• _Exercise details_: Rewrite the entries below with every occurrence of "thickest part" replaced by "widest part" and everything else left unchanged. Omit the pictures from the rewritten version.

• _Dataset records_:
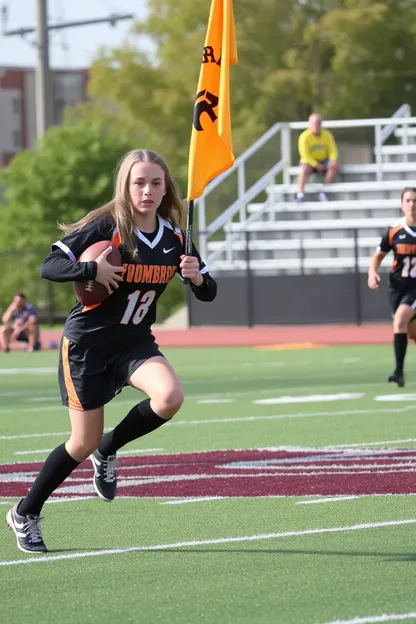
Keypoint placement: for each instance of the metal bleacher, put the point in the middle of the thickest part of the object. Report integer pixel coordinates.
(279, 236)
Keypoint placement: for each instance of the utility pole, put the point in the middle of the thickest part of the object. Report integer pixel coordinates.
(42, 77)
(43, 81)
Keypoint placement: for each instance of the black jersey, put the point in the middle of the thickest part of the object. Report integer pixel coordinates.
(402, 240)
(127, 315)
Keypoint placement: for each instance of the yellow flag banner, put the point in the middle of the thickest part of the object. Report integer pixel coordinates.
(211, 150)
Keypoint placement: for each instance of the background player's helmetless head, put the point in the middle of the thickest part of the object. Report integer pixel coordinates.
(315, 123)
(408, 200)
(170, 206)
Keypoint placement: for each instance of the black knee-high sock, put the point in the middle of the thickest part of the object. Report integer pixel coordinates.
(57, 467)
(140, 420)
(400, 346)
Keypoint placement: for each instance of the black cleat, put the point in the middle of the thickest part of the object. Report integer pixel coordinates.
(397, 378)
(105, 478)
(27, 531)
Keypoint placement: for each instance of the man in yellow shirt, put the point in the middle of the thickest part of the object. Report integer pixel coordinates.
(318, 153)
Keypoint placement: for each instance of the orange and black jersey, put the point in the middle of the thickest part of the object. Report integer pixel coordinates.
(127, 315)
(401, 239)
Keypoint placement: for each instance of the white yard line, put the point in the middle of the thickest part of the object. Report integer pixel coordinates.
(374, 619)
(210, 542)
(201, 499)
(207, 401)
(130, 452)
(326, 500)
(28, 371)
(397, 410)
(346, 446)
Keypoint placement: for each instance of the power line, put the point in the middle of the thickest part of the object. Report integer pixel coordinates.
(43, 117)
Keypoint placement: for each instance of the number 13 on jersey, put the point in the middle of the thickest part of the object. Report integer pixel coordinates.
(409, 266)
(138, 306)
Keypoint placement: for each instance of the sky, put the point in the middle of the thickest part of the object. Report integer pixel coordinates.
(72, 47)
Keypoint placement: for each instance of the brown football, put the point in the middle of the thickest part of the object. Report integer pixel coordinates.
(92, 292)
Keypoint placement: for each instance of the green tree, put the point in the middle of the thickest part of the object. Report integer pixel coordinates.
(347, 58)
(68, 174)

• _Response to this task_:
Keypoint placement: for each instance of the metal bleacher, put the point in the middle of the widest part of the object. Report integer pixel coordinates.
(279, 236)
Keypoint placement: for each instance of the utility pole, put the point in the middle of the widest part of the object. Report integer pixel coordinates.
(42, 77)
(43, 81)
Keypoint placement: for each instance of the black jersey, put the point in the middle of the widest part of the object. Report integer pixel coordinates.
(402, 240)
(127, 315)
Keypoint placement: for each instance of the yellow flag banner, put the point in the middle of the widest part of the object. Report integer pixel coordinates.
(211, 150)
Keypoint placement: for each instance of the background player's helmetless head, put the point in the middle of the widest part of the object. Report integer pixel coordinates.
(315, 123)
(408, 200)
(170, 206)
Keypoint placement: for each instance of the black knee-high sock, put the point in the middle of the widest part of the object. Report integer pixel coordinates.
(57, 467)
(140, 420)
(400, 346)
Keypoint placement: for each instance of the black cleat, put the point in the middle of the widest part of the object. Report integer pixel coordinates.
(397, 378)
(105, 478)
(27, 531)
Keypoint placement: for each instance of the man in yellow shirt, put the point in the middle of the widest part of the object. Report integer pixel coordinates.
(318, 153)
Keypoint placement: for each instance of the orange and black jersey, put the point in the middle of the widest part of the object. Report integer pixel coordinates.
(127, 315)
(401, 239)
Keypoint placement: for each instance of the white yard line, put the point in the middle of the widest part of the object. Report integer pixel coordinates.
(374, 619)
(210, 542)
(201, 499)
(207, 401)
(130, 452)
(326, 500)
(28, 371)
(397, 410)
(346, 446)
Keypoint placement: for each instance of the power line, put the point in the middle of the widest part of the object. Report integer pixel coordinates.
(43, 117)
Keypoint placement: for each instance of the number 13 on jersey, put the point in the middle of the widest part of the object. Report integer pixel coordinates.
(409, 266)
(138, 306)
Keypoint placement: for each instance of the sky, put the point in the middle of the widest part of the object. Report integer pixel coordinates.
(72, 47)
Keypoint placement: for each instance of the brown football, put the point in the middle of the widest part of the object. Report integer pixel coordinates.
(92, 292)
Keypoint placement: for each instance of the green tree, put the point in the middle of the widest part of the object. Report integer pixel coordinates.
(347, 58)
(68, 174)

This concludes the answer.